= EXERCISE REQUIREMENTS =
Your answer must match the records word for word and contain no pictures.

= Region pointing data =
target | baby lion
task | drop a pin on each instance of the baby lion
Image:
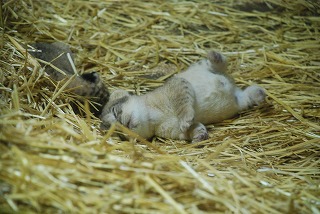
(202, 94)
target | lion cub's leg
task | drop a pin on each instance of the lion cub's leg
(218, 61)
(182, 97)
(252, 95)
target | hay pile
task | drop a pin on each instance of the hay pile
(266, 160)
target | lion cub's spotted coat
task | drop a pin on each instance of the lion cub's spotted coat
(202, 94)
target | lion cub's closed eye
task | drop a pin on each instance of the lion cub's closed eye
(202, 94)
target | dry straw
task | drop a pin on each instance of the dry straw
(266, 160)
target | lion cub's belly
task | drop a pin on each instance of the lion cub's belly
(214, 95)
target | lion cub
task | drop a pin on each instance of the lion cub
(202, 94)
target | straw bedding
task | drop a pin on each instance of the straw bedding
(265, 160)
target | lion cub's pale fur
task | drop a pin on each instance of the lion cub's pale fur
(202, 94)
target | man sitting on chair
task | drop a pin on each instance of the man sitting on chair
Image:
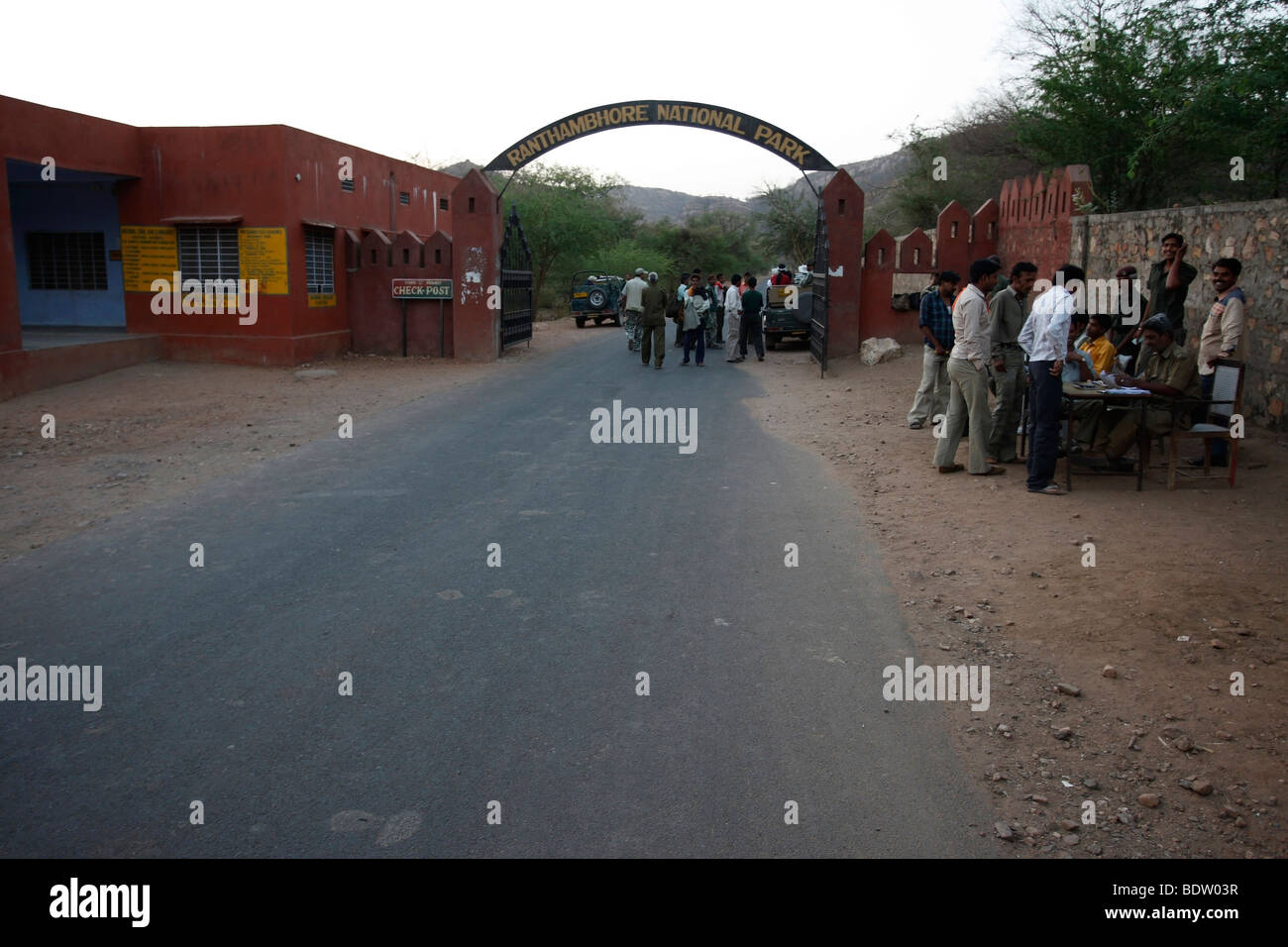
(1170, 375)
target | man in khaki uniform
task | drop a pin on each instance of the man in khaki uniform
(1170, 373)
(1008, 311)
(653, 322)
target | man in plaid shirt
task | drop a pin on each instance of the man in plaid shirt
(936, 326)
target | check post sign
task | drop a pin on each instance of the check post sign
(423, 289)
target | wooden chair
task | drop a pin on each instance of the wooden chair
(1227, 392)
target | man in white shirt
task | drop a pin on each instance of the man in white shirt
(967, 373)
(632, 300)
(733, 317)
(1046, 339)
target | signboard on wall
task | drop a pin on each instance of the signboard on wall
(147, 254)
(423, 289)
(262, 256)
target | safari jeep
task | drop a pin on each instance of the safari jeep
(787, 312)
(595, 295)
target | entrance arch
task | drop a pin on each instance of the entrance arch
(516, 305)
(695, 115)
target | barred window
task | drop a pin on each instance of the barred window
(320, 260)
(65, 261)
(209, 253)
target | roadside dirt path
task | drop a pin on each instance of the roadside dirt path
(1188, 589)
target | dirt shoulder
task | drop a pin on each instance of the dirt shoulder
(992, 575)
(153, 432)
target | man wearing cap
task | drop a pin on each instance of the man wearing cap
(1008, 312)
(967, 375)
(653, 322)
(632, 296)
(1170, 375)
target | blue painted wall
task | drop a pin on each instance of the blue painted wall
(71, 202)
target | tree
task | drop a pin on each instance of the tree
(568, 214)
(786, 223)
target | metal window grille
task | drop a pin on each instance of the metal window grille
(209, 253)
(320, 260)
(65, 261)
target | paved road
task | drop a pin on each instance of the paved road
(471, 684)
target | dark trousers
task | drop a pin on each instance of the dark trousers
(1044, 392)
(1220, 449)
(696, 337)
(751, 328)
(653, 343)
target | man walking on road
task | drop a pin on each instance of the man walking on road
(936, 326)
(1008, 313)
(1046, 341)
(967, 371)
(632, 300)
(653, 322)
(733, 317)
(751, 329)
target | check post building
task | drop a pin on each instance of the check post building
(97, 218)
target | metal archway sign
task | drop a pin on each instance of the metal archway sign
(661, 112)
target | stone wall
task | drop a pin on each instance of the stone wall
(1253, 234)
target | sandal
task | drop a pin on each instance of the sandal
(1050, 489)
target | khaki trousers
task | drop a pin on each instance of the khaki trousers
(969, 398)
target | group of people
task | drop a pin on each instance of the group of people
(711, 313)
(995, 337)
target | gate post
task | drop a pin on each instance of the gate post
(842, 204)
(476, 268)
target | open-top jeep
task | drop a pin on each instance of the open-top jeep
(787, 312)
(595, 295)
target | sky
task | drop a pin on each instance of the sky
(454, 81)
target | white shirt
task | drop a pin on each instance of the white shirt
(1046, 333)
(635, 294)
(971, 326)
(733, 302)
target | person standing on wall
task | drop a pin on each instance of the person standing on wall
(1008, 312)
(1046, 339)
(967, 371)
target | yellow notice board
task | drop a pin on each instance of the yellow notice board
(262, 252)
(147, 254)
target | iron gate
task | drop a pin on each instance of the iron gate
(515, 283)
(818, 317)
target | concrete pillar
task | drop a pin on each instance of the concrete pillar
(477, 231)
(842, 202)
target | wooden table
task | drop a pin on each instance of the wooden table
(1073, 392)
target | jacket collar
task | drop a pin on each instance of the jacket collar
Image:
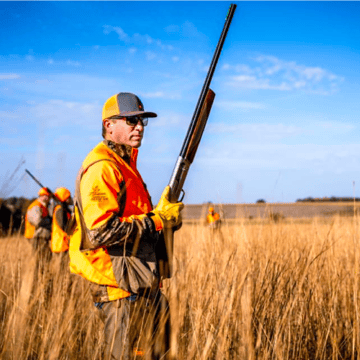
(126, 152)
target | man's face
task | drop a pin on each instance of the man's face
(44, 199)
(122, 133)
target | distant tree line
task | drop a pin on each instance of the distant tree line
(12, 214)
(327, 199)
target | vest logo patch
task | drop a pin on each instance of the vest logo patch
(97, 195)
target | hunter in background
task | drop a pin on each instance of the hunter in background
(38, 221)
(213, 219)
(61, 217)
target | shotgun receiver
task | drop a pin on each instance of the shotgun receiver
(191, 143)
(199, 119)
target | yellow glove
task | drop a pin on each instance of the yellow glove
(168, 212)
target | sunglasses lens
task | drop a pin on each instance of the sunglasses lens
(134, 120)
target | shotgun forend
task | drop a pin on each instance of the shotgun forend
(199, 119)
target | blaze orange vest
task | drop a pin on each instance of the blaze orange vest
(29, 228)
(59, 238)
(212, 218)
(99, 188)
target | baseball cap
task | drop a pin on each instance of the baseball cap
(62, 194)
(124, 104)
(43, 191)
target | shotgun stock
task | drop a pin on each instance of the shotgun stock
(192, 141)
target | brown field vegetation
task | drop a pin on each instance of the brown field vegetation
(259, 290)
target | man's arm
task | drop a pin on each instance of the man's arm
(102, 201)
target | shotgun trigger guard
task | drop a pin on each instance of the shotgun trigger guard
(182, 195)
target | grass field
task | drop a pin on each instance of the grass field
(258, 290)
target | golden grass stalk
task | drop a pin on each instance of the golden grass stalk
(257, 290)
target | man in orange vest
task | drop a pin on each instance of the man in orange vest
(213, 219)
(118, 240)
(61, 217)
(38, 221)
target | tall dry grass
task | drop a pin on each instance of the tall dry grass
(262, 290)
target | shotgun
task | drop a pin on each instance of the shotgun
(192, 141)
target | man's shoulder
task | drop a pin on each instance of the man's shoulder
(101, 159)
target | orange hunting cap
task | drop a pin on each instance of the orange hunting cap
(43, 191)
(62, 194)
(124, 104)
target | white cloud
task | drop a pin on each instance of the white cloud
(271, 73)
(256, 132)
(58, 113)
(72, 63)
(9, 76)
(136, 38)
(118, 30)
(159, 95)
(235, 105)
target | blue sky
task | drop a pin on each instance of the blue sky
(284, 124)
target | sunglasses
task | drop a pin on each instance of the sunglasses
(132, 120)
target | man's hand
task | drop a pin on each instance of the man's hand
(167, 211)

= ANSWER TO THIS PROBLEM =
target | baby lion
task | drop a pin on each instance of the baby lion
Image:
(202, 94)
target | lion cub's leg
task | drop a pin on each instance of the lion cub's leg
(218, 61)
(182, 97)
(252, 95)
target | hay pile
task | drop a pin on each instance of the hay pile
(266, 160)
target | lion cub's spotted coat
task | drop a pin on each instance of the lion cub's spotted coat
(202, 94)
target | lion cub's closed eye
task | drop a pin on each instance of the lion cub's closed eye
(202, 94)
target | dry straw
task | drop a pin on each instance of the dry straw
(266, 160)
target | lion cub's belly
task | drop a pin on each instance of the lion cub's belly
(214, 95)
target | lion cub
task | drop a pin on each instance of the lion cub
(202, 94)
target | straw bedding
task | drop a pin on each instance of the straw bedding
(265, 160)
target | lion cub's pale fur
task | drop a pin on each instance of the lion cub's pale fur
(202, 94)
target | man sitting on chair
task | drop a pin on each instance of the man sitting on chair
Image:
(1170, 375)
target | man in khaki uniform
task | drop a pin on each instance of the man in khaki uniform
(1170, 373)
(1008, 311)
(653, 322)
target | man in plaid shirt
task | drop a pin on each instance of the man in plaid shirt
(936, 326)
target | check post sign
task | drop a pin on each instance of the check post sign
(423, 289)
target | wooden chair
task | drop a pin on each instance of the wooden chair
(1227, 392)
target | man in white shirt
task | drop a pin on each instance of the man in white shirt
(967, 373)
(632, 300)
(733, 317)
(1046, 339)
target | signboard on wall
task | drop a pin on each instance of the signboard on wall
(147, 254)
(423, 289)
(262, 256)
target | safari jeep
task | drop a pin on each instance of the safari jeep
(787, 312)
(595, 295)
target | entrance arch
task | drop a pin on each instance of the entrance arch
(516, 305)
(695, 115)
target | barred window
task | drop a pin on each instance of the barred window
(320, 260)
(65, 261)
(209, 253)
target | roadside dirt path
task | drop a pin on each instance of the roadside dirt path
(1188, 589)
target | dirt shoulder
task | drop a pin on each instance of the dirt shoulder
(992, 575)
(153, 432)
target | man wearing cap
task | drop a pin on each instance of the man wearing cap
(1008, 312)
(967, 375)
(653, 322)
(632, 296)
(1170, 375)
target | blue painted wall
task | drop a pin on each instance of the blue painted wall
(71, 202)
target | tree
task | drop a pin on each instance of the tree
(568, 214)
(786, 223)
target | metal window grille
task | drop a pin on each instance of the metal window grille
(209, 253)
(320, 260)
(65, 261)
target | paved road
task | drop a pin on each instance of the paved road
(471, 684)
target | dark trousers
task | drop a pin on each instance of the dark trousers
(1044, 392)
(1220, 449)
(696, 337)
(751, 328)
(653, 343)
target | man walking on road
task | drop a pin on each instance of the man walking on road
(936, 326)
(1008, 313)
(1046, 341)
(967, 371)
(632, 300)
(653, 322)
(733, 317)
(751, 329)
target | check post building
task | drop a pin on each instance of the check post building
(97, 218)
target | metal archway sign
task | drop a pin on each instance of the metal archway sign
(661, 112)
target | stone wall
task | drop a pin on each instance of the stone wall
(1253, 234)
target | sandal
task | drop a pin on each instance of the sandal
(1050, 489)
target | khaki trousers
task | drop a pin on each instance of the khaki trousers
(969, 398)
target | group of people
task | drop a pin on each instance of the group of people
(711, 313)
(995, 337)
target | gate post
task | drop a pin on each instance of the gate post
(842, 204)
(476, 268)
target | open-top jeep
task | drop a pin on each instance of the open-top jeep
(787, 312)
(595, 295)
target | sky
task | drop a pin on each instance of the sky
(454, 81)
target | white shirt
task | drop a pin on each instance of the white shirt
(1046, 333)
(635, 294)
(971, 326)
(733, 302)
target | person standing on wall
task | drop a pin on each instance of the person standing on wall
(1008, 312)
(1046, 339)
(967, 371)
target | yellow notice board
task | drop a pin on each instance of the yellow notice board
(262, 252)
(147, 254)
target | iron gate
task | drop a pin on each instance of the iron gate
(515, 283)
(818, 317)
target | concrete pillar
task | drop a pin on each instance of the concrete pillar
(477, 231)
(842, 202)
target | wooden table
task | drop a pin on each instance of the wooden table
(1073, 392)
target | jacket collar
task | drop a pin on each instance of the jacket collar
Image:
(126, 152)
target | man's face
task | drop a pin on each instance of the man's face
(44, 199)
(122, 133)
target | distant tree line
task | drop a pin on each instance of the distant tree line
(12, 214)
(327, 199)
target | vest logo patch
task | drop a pin on each instance of the vest logo patch
(97, 195)
target | hunter in background
task | drop a pin on each instance of the hunter in background
(38, 221)
(213, 219)
(61, 217)
target | shotgun receiver
task | drop a pin on each instance of the shotgun receiver
(191, 143)
(199, 119)
target | yellow glove
task | drop a pin on each instance of the yellow glove
(168, 212)
target | sunglasses lens
task | drop a pin on each instance of the sunglasses lens
(134, 120)
target | shotgun forend
task | drop a pin on each instance of the shotgun forend
(199, 119)
target | blaze orange vest
task | drop a pin on each instance of the blaze orange vest
(29, 228)
(59, 238)
(212, 218)
(99, 188)
target | baseball cap
task | drop a pin on each instance of the baseball cap
(62, 194)
(124, 104)
(43, 191)
target | shotgun stock
task | drop a pin on each instance of the shotgun stock
(192, 141)
target | brown field vegetation
task | drop a pin on each instance of the brown field vegetation
(259, 290)
target | man's arm
task | drop a pin on each instance of the man's arm
(102, 201)
target | shotgun trigger guard
task | drop a pin on each instance of the shotgun trigger guard
(182, 195)
target | grass field
task | drop a pin on each instance of the grass field
(258, 290)
target | golden grass stalk
task | drop a pin on each instance of the golden grass stalk
(257, 290)
target | man in orange vest
task | drop a pin on each instance of the man in orange vest
(213, 219)
(118, 240)
(61, 217)
(38, 221)
target | tall dry grass
task | drop a pin on each instance of the tall dry grass
(262, 290)
target | shotgun
task | drop a pin on each instance of the shotgun
(192, 141)
target | man's shoulder
task | drop a pin on each instance of the man's shoulder
(101, 159)
target | orange hunting cap
task | drop a pin on each instance of the orange hunting cap
(43, 191)
(62, 194)
(124, 104)
target | white cloud
task | drop a pin on each instance of the white cloud
(271, 73)
(256, 132)
(58, 113)
(72, 63)
(9, 76)
(136, 38)
(118, 30)
(159, 95)
(235, 105)
target | blue sky
task | drop a pin on each instance of the blue sky
(284, 124)
target | sunglasses
task | drop a pin on each instance of the sunglasses
(132, 120)
target | man's hand
task | drop a pin on each instance of the man's hand
(167, 211)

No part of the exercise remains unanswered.